### Task objective:
What is needed is an exact copy of the lines from the start of the records below through the line with "Target: white trim", without the pictures.

### Available records:
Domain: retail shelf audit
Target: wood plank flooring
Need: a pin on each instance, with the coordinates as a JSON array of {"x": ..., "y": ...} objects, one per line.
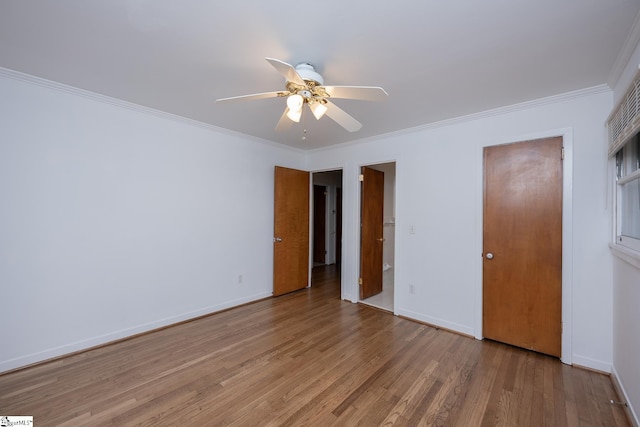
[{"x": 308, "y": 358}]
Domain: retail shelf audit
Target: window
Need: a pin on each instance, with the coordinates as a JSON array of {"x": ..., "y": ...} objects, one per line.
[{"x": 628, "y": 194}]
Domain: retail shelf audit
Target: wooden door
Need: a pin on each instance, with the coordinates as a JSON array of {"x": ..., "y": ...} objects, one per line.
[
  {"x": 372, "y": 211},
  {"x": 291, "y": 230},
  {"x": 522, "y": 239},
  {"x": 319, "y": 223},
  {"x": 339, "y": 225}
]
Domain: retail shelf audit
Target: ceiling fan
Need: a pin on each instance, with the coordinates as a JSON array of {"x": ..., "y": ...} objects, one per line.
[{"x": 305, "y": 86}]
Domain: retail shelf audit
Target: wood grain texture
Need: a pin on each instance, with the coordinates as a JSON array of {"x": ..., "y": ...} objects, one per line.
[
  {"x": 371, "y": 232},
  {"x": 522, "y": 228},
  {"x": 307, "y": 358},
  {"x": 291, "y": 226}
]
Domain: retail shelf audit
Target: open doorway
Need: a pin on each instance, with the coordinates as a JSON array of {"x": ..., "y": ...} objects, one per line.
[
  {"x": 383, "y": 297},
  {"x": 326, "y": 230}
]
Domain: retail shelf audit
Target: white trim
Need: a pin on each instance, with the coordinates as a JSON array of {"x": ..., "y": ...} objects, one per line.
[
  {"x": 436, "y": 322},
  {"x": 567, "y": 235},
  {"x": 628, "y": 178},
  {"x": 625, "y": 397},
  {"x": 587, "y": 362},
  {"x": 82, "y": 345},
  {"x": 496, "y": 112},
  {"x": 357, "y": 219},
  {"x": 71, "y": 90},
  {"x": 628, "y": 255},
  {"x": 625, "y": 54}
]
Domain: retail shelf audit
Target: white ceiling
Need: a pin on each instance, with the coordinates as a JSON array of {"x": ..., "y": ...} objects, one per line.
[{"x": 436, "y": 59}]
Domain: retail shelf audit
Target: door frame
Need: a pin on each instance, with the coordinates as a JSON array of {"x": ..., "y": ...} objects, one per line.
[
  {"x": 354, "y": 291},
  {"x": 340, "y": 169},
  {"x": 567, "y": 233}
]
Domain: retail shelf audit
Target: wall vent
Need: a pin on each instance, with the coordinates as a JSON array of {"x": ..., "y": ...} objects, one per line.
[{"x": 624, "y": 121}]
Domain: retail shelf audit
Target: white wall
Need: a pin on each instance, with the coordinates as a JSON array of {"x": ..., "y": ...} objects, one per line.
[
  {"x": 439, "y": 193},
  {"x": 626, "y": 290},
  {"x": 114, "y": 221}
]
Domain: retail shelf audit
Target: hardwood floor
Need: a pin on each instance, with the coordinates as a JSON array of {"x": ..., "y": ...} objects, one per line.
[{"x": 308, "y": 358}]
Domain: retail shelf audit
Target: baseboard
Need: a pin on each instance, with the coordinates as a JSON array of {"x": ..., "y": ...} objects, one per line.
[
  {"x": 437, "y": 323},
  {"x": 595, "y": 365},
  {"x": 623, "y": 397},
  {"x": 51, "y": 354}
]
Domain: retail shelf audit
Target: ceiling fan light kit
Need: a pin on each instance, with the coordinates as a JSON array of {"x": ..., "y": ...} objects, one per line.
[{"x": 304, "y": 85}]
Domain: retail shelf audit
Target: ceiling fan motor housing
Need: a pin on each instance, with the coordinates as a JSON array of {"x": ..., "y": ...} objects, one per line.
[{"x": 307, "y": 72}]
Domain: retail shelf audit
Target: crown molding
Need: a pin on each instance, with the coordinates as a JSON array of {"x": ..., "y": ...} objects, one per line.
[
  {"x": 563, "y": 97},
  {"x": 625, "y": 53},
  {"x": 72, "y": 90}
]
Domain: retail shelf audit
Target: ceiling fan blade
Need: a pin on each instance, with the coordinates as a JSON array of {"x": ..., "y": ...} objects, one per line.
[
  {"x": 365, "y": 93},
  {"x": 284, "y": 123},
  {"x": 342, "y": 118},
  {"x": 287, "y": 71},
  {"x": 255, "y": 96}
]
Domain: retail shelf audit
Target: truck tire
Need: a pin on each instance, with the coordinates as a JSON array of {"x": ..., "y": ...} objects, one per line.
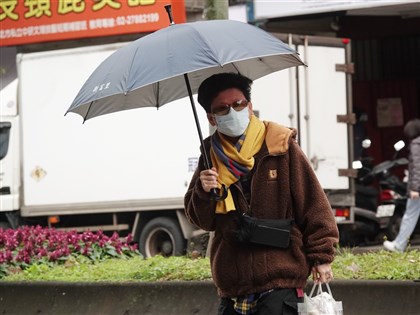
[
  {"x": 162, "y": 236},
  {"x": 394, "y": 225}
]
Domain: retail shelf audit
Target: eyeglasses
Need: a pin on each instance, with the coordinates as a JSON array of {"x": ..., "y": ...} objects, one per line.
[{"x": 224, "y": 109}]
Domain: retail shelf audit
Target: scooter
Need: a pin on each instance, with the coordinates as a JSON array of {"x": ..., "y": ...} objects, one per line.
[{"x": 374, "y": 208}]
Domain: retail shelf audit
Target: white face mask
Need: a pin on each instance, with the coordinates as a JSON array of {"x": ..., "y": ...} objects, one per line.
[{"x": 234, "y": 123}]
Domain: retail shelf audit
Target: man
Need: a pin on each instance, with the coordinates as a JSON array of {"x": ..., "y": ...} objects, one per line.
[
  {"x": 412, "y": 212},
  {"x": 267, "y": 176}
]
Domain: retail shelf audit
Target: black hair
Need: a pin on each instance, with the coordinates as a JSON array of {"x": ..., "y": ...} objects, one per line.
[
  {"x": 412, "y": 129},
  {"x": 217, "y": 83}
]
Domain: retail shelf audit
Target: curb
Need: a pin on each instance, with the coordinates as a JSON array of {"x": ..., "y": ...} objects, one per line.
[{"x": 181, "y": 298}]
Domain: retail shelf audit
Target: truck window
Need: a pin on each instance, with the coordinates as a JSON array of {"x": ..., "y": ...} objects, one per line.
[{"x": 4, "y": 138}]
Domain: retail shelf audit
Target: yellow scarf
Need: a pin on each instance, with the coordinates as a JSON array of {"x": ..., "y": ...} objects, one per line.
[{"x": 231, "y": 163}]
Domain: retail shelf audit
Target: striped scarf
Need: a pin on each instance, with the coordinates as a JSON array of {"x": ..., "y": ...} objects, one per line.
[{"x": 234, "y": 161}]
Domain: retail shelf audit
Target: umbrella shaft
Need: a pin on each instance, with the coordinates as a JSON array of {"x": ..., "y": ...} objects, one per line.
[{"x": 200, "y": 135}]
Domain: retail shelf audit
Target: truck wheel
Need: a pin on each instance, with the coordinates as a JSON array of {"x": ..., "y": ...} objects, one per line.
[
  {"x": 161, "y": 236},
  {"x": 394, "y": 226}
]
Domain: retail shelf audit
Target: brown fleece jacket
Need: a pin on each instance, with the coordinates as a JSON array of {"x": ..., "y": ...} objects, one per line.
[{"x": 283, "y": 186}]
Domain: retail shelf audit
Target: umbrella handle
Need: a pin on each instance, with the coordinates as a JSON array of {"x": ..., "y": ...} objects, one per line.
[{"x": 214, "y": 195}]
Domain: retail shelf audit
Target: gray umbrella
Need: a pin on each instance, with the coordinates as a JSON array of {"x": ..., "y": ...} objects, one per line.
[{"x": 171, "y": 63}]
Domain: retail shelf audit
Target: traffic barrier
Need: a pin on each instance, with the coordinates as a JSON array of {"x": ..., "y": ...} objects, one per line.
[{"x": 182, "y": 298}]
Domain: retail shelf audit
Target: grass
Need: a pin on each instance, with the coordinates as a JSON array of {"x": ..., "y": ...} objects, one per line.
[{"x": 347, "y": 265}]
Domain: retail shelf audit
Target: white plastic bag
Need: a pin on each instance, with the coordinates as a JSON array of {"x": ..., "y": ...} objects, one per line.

### Response below:
Domain: retail shelf audit
Target: wood plank flooring
Need: a pin on each instance, with the coordinates as a JSON array of {"x": ..., "y": ...} objects, one per line.
[{"x": 308, "y": 358}]
Domain: retail shelf audit
Target: window
Need: a pin on each instance, with the coordinates as a JSON array of {"x": ..., "y": ...} objects, one per line.
[{"x": 628, "y": 194}]
Domain: retail shelf audit
Target: wooden door
Need: a pin on each instance, with the coordinates as a JSON array of {"x": ..., "y": ...} objects, one per line.
[
  {"x": 372, "y": 211},
  {"x": 291, "y": 230},
  {"x": 522, "y": 239},
  {"x": 319, "y": 223},
  {"x": 339, "y": 225}
]
Domain: retail shelf audit
Target: ceiling fan
Need: a pin on each instance, with the coordinates as a JSON array of {"x": ..., "y": ...} objects, one per line.
[{"x": 305, "y": 86}]
Domain: retail shelf audit
Target: wood grain texture
Need: a pin on each instance, with the coordinates as a JSON array of {"x": ..., "y": ...} objects, one per line.
[
  {"x": 371, "y": 232},
  {"x": 522, "y": 228},
  {"x": 307, "y": 358},
  {"x": 291, "y": 226}
]
Domain: retail shelf audit
Target: open doorway
Need: a pin on each instance, with the coordinates as a JSON array of {"x": ..., "y": ...} objects, one per line.
[
  {"x": 383, "y": 297},
  {"x": 326, "y": 230}
]
Domain: retail shelf audit
Target: white trim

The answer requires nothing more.